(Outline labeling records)
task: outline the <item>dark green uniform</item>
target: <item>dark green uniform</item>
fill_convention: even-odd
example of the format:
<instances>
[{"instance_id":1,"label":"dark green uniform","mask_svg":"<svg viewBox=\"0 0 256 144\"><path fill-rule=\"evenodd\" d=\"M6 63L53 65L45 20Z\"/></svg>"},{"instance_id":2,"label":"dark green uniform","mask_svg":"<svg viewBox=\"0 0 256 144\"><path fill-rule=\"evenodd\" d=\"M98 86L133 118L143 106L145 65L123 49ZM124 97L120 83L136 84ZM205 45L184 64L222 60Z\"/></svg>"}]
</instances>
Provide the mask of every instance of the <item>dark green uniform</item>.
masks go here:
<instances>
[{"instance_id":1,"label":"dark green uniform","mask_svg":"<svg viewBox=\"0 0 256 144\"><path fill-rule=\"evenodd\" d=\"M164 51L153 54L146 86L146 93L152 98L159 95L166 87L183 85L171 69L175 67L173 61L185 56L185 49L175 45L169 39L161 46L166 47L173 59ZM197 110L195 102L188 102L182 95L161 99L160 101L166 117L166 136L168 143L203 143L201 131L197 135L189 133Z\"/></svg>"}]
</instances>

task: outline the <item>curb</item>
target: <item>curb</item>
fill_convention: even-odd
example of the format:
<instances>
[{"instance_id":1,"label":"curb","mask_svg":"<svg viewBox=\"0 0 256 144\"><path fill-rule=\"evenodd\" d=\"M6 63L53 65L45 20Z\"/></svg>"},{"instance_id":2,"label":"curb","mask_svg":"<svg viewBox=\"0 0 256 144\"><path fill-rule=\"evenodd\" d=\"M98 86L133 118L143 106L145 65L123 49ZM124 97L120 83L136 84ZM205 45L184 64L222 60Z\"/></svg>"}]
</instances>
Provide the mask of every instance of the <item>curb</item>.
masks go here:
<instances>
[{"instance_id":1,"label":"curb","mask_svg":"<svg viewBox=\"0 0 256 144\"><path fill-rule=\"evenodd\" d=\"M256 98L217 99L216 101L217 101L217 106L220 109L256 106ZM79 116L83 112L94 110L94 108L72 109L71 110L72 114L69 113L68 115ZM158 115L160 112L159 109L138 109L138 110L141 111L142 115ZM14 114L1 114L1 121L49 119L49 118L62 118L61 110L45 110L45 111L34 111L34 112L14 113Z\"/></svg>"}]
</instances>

- **Written instruction**
Write out every entry above, word for word.

- **Response**
task: outline the <item>dark green uniform</item>
target: <item>dark green uniform</item>
fill_convention: even-odd
example of the format:
<instances>
[{"instance_id":1,"label":"dark green uniform","mask_svg":"<svg viewBox=\"0 0 256 144\"><path fill-rule=\"evenodd\" d=\"M6 63L53 65L45 20Z\"/></svg>"},{"instance_id":2,"label":"dark green uniform","mask_svg":"<svg viewBox=\"0 0 256 144\"><path fill-rule=\"evenodd\" d=\"M98 86L133 118L143 106L145 65L123 49ZM124 97L120 83L136 84ZM205 45L184 64L222 60Z\"/></svg>"}]
</instances>
Provide the mask of every instance of the <item>dark green uniform</item>.
masks go here:
<instances>
[{"instance_id":1,"label":"dark green uniform","mask_svg":"<svg viewBox=\"0 0 256 144\"><path fill-rule=\"evenodd\" d=\"M164 51L153 54L146 86L146 93L152 98L159 95L166 87L183 85L171 69L175 67L173 61L185 56L185 49L175 45L169 39L161 46L166 47L173 59ZM197 110L195 102L188 102L182 95L161 99L160 101L166 117L166 136L168 143L203 143L201 131L197 135L189 133Z\"/></svg>"}]
</instances>

task: outline the <item>curb</item>
target: <item>curb</item>
fill_convention: even-odd
example of the format:
<instances>
[{"instance_id":1,"label":"curb","mask_svg":"<svg viewBox=\"0 0 256 144\"><path fill-rule=\"evenodd\" d=\"M6 63L53 65L45 20Z\"/></svg>"},{"instance_id":2,"label":"curb","mask_svg":"<svg viewBox=\"0 0 256 144\"><path fill-rule=\"evenodd\" d=\"M98 86L133 118L143 106L145 65L123 49ZM124 97L120 83L136 84ZM205 45L184 64L222 60Z\"/></svg>"}]
</instances>
Provide the mask of every instance of the <item>curb</item>.
masks go here:
<instances>
[{"instance_id":1,"label":"curb","mask_svg":"<svg viewBox=\"0 0 256 144\"><path fill-rule=\"evenodd\" d=\"M256 98L217 99L216 101L217 101L217 106L220 109L256 106ZM79 116L83 112L94 110L94 108L72 109L71 110L72 114L69 113L68 115ZM158 115L160 112L159 109L138 109L138 110L141 111L142 115ZM14 114L1 114L1 121L49 119L49 118L62 118L61 110L45 110L45 111L34 111L34 112L14 113Z\"/></svg>"}]
</instances>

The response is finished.